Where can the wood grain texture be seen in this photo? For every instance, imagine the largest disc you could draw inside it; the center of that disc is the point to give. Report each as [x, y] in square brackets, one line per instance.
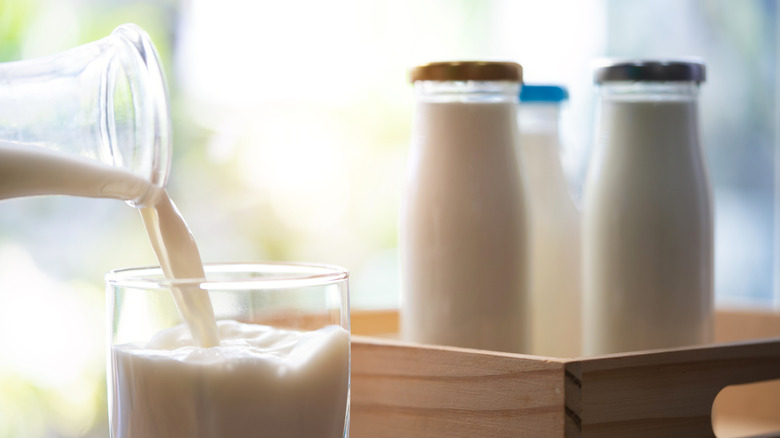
[663, 393]
[415, 391]
[405, 390]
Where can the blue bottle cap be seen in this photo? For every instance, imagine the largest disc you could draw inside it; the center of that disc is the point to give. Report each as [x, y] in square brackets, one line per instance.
[543, 93]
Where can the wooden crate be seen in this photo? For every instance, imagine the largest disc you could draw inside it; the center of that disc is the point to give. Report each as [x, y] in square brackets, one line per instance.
[408, 390]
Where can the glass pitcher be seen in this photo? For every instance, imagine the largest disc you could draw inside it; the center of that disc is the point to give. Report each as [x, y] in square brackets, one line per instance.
[92, 121]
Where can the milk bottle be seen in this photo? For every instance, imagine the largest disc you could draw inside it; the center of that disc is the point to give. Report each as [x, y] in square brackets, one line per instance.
[648, 216]
[555, 221]
[463, 238]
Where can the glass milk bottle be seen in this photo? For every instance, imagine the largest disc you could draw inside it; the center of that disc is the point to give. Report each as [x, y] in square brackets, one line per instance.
[555, 221]
[463, 226]
[648, 214]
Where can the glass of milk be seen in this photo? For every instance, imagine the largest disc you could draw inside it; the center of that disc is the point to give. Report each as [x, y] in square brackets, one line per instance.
[90, 121]
[281, 368]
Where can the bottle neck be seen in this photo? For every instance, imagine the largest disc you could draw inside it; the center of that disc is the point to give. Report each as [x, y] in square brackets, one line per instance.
[539, 117]
[467, 91]
[649, 91]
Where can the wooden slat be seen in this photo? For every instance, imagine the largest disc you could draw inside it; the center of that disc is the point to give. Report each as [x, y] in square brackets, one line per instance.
[665, 393]
[424, 391]
[404, 390]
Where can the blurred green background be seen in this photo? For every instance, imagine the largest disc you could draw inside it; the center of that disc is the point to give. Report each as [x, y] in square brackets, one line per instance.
[291, 123]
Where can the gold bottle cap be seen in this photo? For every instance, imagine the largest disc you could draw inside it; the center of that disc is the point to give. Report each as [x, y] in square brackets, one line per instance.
[468, 71]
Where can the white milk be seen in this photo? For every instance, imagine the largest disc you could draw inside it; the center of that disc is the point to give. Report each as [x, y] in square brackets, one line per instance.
[179, 258]
[647, 242]
[260, 382]
[555, 240]
[29, 170]
[463, 229]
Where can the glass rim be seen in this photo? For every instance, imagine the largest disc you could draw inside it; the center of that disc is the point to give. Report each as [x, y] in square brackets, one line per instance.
[303, 274]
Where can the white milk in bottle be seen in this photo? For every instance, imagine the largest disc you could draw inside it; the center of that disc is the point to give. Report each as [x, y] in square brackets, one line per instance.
[648, 216]
[463, 230]
[555, 224]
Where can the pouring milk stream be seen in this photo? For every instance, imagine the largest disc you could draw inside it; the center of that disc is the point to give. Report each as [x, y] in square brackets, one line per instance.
[94, 122]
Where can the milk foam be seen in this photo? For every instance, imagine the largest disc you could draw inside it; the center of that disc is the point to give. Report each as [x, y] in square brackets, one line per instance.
[261, 381]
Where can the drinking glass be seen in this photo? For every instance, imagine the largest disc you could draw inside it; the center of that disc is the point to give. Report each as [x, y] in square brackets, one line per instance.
[281, 370]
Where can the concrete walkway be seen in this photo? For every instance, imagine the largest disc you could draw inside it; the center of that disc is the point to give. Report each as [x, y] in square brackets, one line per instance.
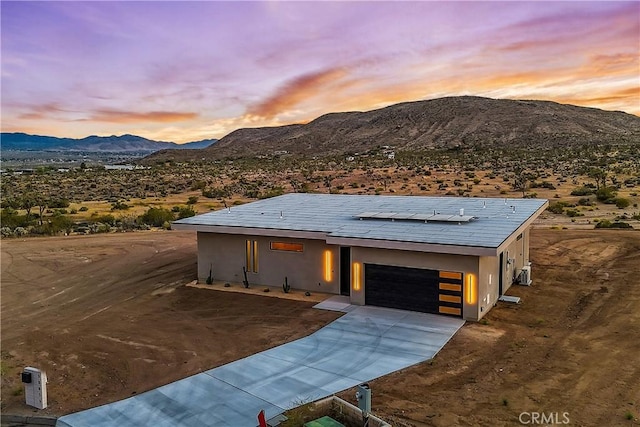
[366, 343]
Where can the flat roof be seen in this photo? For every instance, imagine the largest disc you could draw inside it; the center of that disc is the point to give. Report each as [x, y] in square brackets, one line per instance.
[484, 222]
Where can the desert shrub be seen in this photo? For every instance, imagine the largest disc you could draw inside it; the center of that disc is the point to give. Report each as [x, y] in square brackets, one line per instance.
[58, 203]
[606, 194]
[156, 217]
[9, 218]
[272, 192]
[582, 191]
[104, 219]
[622, 203]
[119, 206]
[605, 223]
[557, 207]
[186, 212]
[215, 193]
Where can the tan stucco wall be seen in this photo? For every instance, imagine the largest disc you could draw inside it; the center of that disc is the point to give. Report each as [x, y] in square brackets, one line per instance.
[226, 254]
[518, 250]
[459, 263]
[304, 270]
[488, 282]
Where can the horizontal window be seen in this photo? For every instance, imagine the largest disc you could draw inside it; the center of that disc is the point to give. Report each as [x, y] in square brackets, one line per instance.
[284, 246]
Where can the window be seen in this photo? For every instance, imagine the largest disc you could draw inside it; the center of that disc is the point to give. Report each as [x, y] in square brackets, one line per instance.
[285, 246]
[251, 256]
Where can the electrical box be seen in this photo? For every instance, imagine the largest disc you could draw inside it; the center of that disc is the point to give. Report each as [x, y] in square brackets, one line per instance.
[363, 394]
[35, 387]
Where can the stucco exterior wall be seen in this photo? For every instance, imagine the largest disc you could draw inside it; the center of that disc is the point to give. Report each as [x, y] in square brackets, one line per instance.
[458, 263]
[488, 282]
[517, 251]
[225, 255]
[304, 270]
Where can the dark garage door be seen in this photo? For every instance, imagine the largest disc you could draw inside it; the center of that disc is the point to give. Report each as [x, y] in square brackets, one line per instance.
[414, 289]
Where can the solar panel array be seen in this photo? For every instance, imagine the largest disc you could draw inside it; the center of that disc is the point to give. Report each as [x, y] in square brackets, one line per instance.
[408, 216]
[486, 222]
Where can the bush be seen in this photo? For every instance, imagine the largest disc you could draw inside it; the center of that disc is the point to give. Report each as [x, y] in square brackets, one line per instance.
[557, 207]
[622, 203]
[186, 212]
[156, 217]
[59, 203]
[582, 191]
[119, 206]
[606, 194]
[104, 219]
[605, 223]
[573, 213]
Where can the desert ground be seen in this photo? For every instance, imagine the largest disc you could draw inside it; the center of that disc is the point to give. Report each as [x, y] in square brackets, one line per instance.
[108, 316]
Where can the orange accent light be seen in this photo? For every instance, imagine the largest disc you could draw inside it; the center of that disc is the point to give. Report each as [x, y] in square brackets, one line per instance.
[285, 246]
[470, 288]
[357, 276]
[328, 264]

____

STATED EXERCISE
Only the lines from the one that contains "Where can the electrical" to the end of the data should be output, exactly as they appear.

TASK OUTPUT
Where can the electrical box be seen in this photo? For every instance, imagine the largest disc you could draw inside it; the center of that disc is the point to give. Report each as [x, y] in square brackets, one line per instance.
[363, 394]
[35, 387]
Where can the stucco exterior wall be seen in this photo? For every instance, imagine the largest disc you could draw inside it; the center of that disc is the point to give. Report each as [x, y] in square brackets, one line per instance.
[458, 263]
[488, 282]
[517, 251]
[225, 255]
[304, 270]
Where can the dark garage door be seen in this photo? For every instance, imagine the largest disc you could draw inside it; the center of that disc is the point to give. Report each as [x, y] in square brackets, one line per instance.
[414, 289]
Where can the solar panel array be seen in this photo? For every instance, imagine the largest disc you could draw inside it; the center of that disc is the point to give. Report each as [x, y] in square brackets, one line per instance.
[408, 216]
[486, 222]
Where can the bush be seen in this photo? For every instance, imagine the largest disc you could draw inside it; the center of that disc is the point to give. Report each as [x, y] in square brackets, one line per instance.
[557, 207]
[622, 203]
[186, 212]
[156, 217]
[59, 203]
[582, 191]
[119, 206]
[606, 194]
[104, 219]
[605, 223]
[573, 213]
Where can the desert ground be seen in this photo? For every instance, imagine the largest disc you could draw inside it; the center of that disc is the point to give. Report each as [x, y] in square brackets, one line per instance.
[108, 316]
Where can the orange accent light be seen in this photo? For every instance, imagine the largest disc you could draw inside it; the center of that disc is the point to give. Report each as [x, y] in square brackets, one line per instance.
[285, 246]
[470, 288]
[357, 276]
[328, 264]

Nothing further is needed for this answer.